> _What the task asks_
Show each line of the listing below that contains the word "green", matching case exactly.

> _Records for the task_

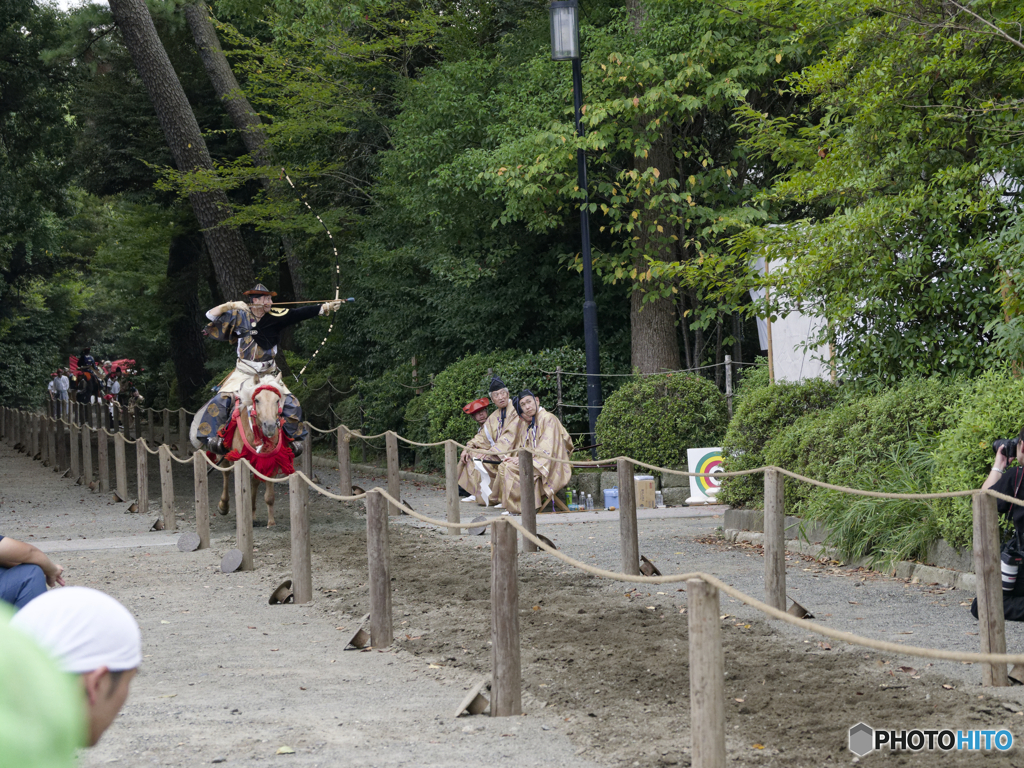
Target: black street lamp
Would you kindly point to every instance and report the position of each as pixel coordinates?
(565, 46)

...

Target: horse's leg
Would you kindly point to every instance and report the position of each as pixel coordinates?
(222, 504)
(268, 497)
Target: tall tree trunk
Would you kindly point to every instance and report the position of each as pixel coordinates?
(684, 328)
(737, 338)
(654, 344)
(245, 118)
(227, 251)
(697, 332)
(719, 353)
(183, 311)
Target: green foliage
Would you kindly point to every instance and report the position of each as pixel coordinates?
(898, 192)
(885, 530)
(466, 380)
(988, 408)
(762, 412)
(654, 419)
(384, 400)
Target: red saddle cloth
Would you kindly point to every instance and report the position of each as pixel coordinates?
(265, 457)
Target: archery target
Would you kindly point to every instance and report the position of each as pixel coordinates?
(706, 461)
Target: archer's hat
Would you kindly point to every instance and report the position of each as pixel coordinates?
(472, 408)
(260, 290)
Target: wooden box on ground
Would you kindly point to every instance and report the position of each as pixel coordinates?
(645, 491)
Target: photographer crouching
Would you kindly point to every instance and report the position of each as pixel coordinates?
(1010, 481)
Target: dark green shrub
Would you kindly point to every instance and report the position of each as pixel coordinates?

...

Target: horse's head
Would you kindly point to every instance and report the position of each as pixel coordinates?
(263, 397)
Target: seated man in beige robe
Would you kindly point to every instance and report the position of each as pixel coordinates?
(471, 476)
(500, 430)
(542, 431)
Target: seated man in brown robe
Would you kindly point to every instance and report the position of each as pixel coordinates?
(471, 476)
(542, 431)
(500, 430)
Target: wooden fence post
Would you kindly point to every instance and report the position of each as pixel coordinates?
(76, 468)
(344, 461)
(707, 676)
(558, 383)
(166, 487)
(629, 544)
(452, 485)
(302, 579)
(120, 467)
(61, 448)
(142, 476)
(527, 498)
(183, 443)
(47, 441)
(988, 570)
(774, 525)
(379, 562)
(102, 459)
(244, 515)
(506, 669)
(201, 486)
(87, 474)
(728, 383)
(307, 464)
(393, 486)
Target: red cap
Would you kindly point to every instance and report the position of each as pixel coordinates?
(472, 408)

> _Solution to this problem_
Target: green foliage
Target: dark green shrub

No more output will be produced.